* **SET EXERCISE**
Output everything from the line containing "green foliage, a" down to the line containing "[[279, 225], [102, 164], [344, 130]]", both included, as a Markdown table with a No. column numbering each line and a Content column holding the line itself; leave out blank lines.

* **DATA ROWS**
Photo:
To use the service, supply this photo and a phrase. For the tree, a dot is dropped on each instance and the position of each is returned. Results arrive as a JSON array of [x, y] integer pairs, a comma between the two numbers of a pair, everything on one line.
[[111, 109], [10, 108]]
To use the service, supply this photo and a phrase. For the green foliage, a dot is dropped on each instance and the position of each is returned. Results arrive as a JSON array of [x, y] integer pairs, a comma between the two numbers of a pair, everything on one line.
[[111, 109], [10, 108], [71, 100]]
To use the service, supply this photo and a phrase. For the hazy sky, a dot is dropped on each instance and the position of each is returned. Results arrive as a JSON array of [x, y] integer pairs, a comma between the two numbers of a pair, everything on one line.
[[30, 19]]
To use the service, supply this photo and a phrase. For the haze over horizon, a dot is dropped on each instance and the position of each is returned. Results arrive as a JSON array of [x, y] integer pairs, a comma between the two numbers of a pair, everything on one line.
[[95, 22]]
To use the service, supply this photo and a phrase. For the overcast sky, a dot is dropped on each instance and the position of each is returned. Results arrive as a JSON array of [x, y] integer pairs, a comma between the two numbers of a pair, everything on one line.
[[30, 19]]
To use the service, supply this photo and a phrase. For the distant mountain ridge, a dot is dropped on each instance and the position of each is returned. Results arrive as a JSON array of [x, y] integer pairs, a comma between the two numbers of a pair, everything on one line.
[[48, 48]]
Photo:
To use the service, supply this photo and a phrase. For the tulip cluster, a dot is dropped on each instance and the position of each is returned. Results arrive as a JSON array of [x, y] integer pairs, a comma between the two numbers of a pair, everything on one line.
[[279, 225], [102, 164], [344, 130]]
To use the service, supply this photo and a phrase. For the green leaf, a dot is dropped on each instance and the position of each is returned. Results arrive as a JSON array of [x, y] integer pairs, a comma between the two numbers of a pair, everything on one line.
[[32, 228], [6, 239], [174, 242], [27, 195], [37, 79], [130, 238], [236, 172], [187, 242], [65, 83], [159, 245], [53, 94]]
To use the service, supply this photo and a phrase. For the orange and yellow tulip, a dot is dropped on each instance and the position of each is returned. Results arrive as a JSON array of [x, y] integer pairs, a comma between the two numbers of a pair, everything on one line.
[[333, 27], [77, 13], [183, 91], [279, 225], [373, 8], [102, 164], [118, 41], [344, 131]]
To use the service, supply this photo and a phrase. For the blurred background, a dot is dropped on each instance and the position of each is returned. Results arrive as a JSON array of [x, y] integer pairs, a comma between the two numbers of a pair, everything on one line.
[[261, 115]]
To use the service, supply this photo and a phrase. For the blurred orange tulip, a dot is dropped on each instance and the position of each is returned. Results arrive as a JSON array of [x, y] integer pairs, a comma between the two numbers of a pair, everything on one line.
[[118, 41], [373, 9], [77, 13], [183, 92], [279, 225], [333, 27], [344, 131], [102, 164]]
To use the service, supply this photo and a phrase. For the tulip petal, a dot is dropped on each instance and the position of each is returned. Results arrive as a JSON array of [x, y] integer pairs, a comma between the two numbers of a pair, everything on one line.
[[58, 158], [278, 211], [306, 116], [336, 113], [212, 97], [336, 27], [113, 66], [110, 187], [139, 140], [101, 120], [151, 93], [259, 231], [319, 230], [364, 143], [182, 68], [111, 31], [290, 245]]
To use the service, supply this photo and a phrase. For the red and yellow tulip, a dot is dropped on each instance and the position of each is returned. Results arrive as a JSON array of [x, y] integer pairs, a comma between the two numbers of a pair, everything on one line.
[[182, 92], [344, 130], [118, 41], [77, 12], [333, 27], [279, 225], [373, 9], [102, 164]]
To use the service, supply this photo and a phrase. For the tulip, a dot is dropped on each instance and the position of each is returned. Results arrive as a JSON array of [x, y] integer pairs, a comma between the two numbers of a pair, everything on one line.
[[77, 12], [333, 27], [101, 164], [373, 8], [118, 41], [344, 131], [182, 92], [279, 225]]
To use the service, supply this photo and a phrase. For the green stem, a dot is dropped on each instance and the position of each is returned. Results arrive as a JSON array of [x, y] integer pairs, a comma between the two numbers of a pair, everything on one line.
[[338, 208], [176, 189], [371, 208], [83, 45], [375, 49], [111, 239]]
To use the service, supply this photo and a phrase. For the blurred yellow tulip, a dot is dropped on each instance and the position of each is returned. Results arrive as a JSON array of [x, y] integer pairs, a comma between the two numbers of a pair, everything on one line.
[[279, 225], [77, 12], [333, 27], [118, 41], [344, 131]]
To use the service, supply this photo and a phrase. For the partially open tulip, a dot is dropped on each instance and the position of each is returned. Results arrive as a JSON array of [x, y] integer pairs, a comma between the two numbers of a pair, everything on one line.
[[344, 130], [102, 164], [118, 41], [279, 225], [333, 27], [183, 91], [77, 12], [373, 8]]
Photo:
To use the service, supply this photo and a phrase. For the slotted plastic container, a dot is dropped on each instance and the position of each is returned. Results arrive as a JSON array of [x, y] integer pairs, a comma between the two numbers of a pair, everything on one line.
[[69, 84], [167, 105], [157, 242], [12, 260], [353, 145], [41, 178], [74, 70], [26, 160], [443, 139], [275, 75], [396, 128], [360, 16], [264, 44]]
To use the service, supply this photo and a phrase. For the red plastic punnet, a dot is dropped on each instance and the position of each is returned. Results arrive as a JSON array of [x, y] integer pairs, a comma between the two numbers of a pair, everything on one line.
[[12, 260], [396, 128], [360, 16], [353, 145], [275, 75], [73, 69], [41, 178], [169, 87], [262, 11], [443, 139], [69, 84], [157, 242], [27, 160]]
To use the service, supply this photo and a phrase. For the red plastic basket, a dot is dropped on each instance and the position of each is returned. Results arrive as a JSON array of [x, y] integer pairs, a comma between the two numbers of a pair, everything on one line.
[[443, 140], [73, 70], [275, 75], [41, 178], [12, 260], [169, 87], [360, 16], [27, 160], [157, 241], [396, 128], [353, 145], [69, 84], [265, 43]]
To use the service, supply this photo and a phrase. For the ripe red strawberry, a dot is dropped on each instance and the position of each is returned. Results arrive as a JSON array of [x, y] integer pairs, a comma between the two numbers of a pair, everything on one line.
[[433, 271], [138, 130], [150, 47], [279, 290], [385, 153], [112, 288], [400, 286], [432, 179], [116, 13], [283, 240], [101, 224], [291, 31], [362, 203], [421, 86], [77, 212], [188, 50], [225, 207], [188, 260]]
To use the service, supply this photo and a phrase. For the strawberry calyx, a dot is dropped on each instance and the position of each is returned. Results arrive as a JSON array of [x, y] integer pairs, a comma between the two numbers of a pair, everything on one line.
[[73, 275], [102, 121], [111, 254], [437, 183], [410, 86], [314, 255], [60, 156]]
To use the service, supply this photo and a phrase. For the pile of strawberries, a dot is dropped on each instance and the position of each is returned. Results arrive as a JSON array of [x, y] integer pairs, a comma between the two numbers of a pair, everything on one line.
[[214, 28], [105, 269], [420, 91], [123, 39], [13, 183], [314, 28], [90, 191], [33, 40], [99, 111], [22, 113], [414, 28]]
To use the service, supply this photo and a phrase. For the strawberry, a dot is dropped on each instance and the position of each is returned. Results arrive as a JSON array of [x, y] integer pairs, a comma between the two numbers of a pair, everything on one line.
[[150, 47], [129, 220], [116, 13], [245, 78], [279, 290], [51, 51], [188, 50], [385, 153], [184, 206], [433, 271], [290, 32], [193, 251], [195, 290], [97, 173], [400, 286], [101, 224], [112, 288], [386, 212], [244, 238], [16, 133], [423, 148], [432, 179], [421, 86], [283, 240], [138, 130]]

* **FINISHED TASK**
| No. | Content |
|---|---|
| 1 | To use the service, supply this photo and a phrase. For the green foliage, a dot is dropped on each instance and the position of each is returned. Results arrive as a JSON array of [x, y] integer pairs, a comma between the two numbers of a pair, everything on one line. |
| 2 | [[111, 109], [10, 108], [71, 100]] |
| 3 | To use the service, supply this photo and a phrase. For the hazy sky, a dot is dropped on each instance and the position of each is returned. Results arrive as a JSON array of [x, y] integer pairs, a comma between the two numbers of a pair, everything on one line. |
| 4 | [[30, 19]] |
| 5 | To use the service, supply this photo and a phrase. For the haze over horizon, a dot is dropped on each instance and the position of each is returned. Results arrive as a JSON array of [x, y] integer pairs, a comma between the two numbers of a pair, everything on one line. |
| 6 | [[95, 22]] |
| 7 | To use the service, supply this photo and a phrase. For the overcast sky, a dot is dropped on each instance and the position of each is returned. Results arrive as a JSON array of [x, y] integer pairs, a comma between the two numbers of a pair, everything on one line. |
| 8 | [[30, 19]] |
| 9 | To use the service, supply this photo and a phrase. For the distant mountain ridge, a dot is dropped on each instance and the position of each is returned. Results arrive as a JSON array of [x, y] integer pairs, a comma between the two numbers of a pair, everything on one line. |
| 10 | [[48, 48]] |
| 11 | Photo: |
| 12 | To use the service, supply this photo and a phrase. For the tulip cluster, a dot is dropped on each instance and the position of each is returned. Results arrive as a JSON array of [x, y] integer pairs, a comma between the two numbers of a pair, everything on one line. |
| 13 | [[279, 225], [102, 164], [344, 130]] |